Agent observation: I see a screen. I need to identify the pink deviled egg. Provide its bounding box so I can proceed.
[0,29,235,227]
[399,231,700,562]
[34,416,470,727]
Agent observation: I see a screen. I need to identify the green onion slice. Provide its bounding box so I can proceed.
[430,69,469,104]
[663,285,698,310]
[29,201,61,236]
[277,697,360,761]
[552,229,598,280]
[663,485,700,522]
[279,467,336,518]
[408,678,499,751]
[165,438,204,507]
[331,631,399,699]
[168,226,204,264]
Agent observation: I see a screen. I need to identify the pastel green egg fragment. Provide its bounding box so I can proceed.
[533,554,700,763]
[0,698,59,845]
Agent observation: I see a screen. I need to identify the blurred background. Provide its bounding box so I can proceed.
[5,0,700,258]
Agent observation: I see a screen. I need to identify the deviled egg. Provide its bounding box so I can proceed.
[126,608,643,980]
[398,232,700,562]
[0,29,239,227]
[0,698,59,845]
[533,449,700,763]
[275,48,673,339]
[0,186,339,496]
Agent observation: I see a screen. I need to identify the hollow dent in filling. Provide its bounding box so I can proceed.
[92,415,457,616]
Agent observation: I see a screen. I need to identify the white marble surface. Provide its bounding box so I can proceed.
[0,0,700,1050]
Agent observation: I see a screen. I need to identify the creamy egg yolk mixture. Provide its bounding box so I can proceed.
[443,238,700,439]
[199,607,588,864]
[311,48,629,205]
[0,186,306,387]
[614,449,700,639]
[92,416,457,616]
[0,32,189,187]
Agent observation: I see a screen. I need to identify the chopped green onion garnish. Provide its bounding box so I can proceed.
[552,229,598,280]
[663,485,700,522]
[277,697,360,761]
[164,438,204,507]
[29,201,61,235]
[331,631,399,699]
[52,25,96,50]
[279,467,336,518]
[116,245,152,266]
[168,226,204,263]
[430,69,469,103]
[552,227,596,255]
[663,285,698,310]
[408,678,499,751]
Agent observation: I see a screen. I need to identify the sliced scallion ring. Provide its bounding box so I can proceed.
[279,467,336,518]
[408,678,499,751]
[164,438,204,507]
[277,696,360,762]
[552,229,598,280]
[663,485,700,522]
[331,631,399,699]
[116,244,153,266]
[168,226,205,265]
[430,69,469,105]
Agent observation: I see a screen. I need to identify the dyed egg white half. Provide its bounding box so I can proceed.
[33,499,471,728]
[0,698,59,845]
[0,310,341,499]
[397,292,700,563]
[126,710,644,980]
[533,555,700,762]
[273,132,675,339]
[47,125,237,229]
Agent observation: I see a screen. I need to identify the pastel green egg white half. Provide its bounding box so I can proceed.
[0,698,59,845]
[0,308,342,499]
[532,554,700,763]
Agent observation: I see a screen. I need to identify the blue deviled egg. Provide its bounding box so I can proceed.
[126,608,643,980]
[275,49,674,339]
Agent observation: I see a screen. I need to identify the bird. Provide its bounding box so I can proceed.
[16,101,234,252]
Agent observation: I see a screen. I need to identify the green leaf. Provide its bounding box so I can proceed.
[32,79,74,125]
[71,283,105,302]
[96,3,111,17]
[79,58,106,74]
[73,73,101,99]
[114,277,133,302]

--------------------------------

__Set problem__
Please copy out all of the data above line for line, with no changes.

__Result below__
Agent observation: I see a screen. I need to identify the pink deviled egg. Provide its bounding box so I can proceed.
[0,29,235,227]
[399,231,700,562]
[34,416,470,727]
Agent observation: I see a screen. I need to identify the green onion slice. Provide its bounding box so I can proceed.
[430,69,469,104]
[663,285,698,310]
[29,201,61,236]
[277,697,360,761]
[552,229,598,280]
[663,485,700,522]
[279,467,336,518]
[408,678,499,751]
[165,438,204,507]
[331,631,399,699]
[168,226,204,264]
Agent observation: I see a screen. I need to identify the pastel green egg fragment. Provide its bounding box so I can proceed.
[533,554,700,763]
[0,698,59,845]
Agent observation: I see a screen. I need to identify the blurred background. Provide its bounding box so I can proceed.
[5,0,700,258]
Agent observation: I see a screen. I need to identify the deviled egg. Provide its bounding box so I can proceed.
[126,608,643,980]
[398,232,700,562]
[0,29,239,227]
[0,698,59,845]
[533,449,700,763]
[275,48,673,339]
[0,186,339,496]
Agent observation: I see a screen. I need to identify the hollow dent in filling. Provide its bounding box so I can proceed.
[92,415,457,616]
Agent observation: I see a screen. I need to identify the white marble surface. Provide its bounding box so I can proceed.
[0,0,700,1050]
Agent observation: I see a screen. I need to identify the creamy egg yolk mixture. Provide its bounding box so I can proceed.
[443,238,700,439]
[199,607,588,864]
[311,48,629,205]
[0,186,306,387]
[614,449,700,639]
[92,416,457,616]
[0,32,189,187]
Agent observation: I see a screen. I need to identify the chopped green onion garnish. Provide its bounding box so I can proceed.
[552,229,598,280]
[663,485,700,522]
[277,697,360,761]
[164,438,204,507]
[29,201,61,235]
[331,631,399,699]
[52,25,96,50]
[279,467,336,518]
[116,245,152,266]
[168,226,204,263]
[430,69,469,103]
[552,227,596,255]
[663,285,698,310]
[408,678,499,751]
Agent observation: I see a screen. I need to identify the sliced scallion ring. Provide its bounding box so I can proceed.
[279,467,336,518]
[408,678,499,751]
[164,438,204,507]
[277,696,360,762]
[552,229,598,280]
[663,485,700,522]
[331,631,399,699]
[116,244,153,266]
[168,226,205,265]
[430,69,469,105]
Agent observation: I see a screen. I need to identify the dyed egg white half. Provide its bounding box so I can proceed.
[33,499,471,728]
[0,698,59,845]
[0,310,341,499]
[397,292,700,563]
[126,710,644,980]
[533,555,700,762]
[273,132,675,339]
[47,125,237,229]
Agent observation: I see a screen. I need to identify the pastel green egg white half. Provide its bounding box so I can proceed.
[0,698,59,845]
[0,308,342,499]
[532,554,700,763]
Agent observation: I see a screen. I need to identify the blue deviled egg. Provide its bounding box so I can proceed.
[126,608,643,980]
[275,49,674,339]
Agent observation: I see a screen. I need to identify the bird. Provide its bounding box so I can proceed.
[16,101,234,252]
Agent observation: I see a screen. I need to identify the green leaf. Provide its bounding box so I can proceed.
[32,79,74,125]
[71,283,105,302]
[96,3,111,17]
[79,58,106,74]
[73,73,101,99]
[114,277,133,302]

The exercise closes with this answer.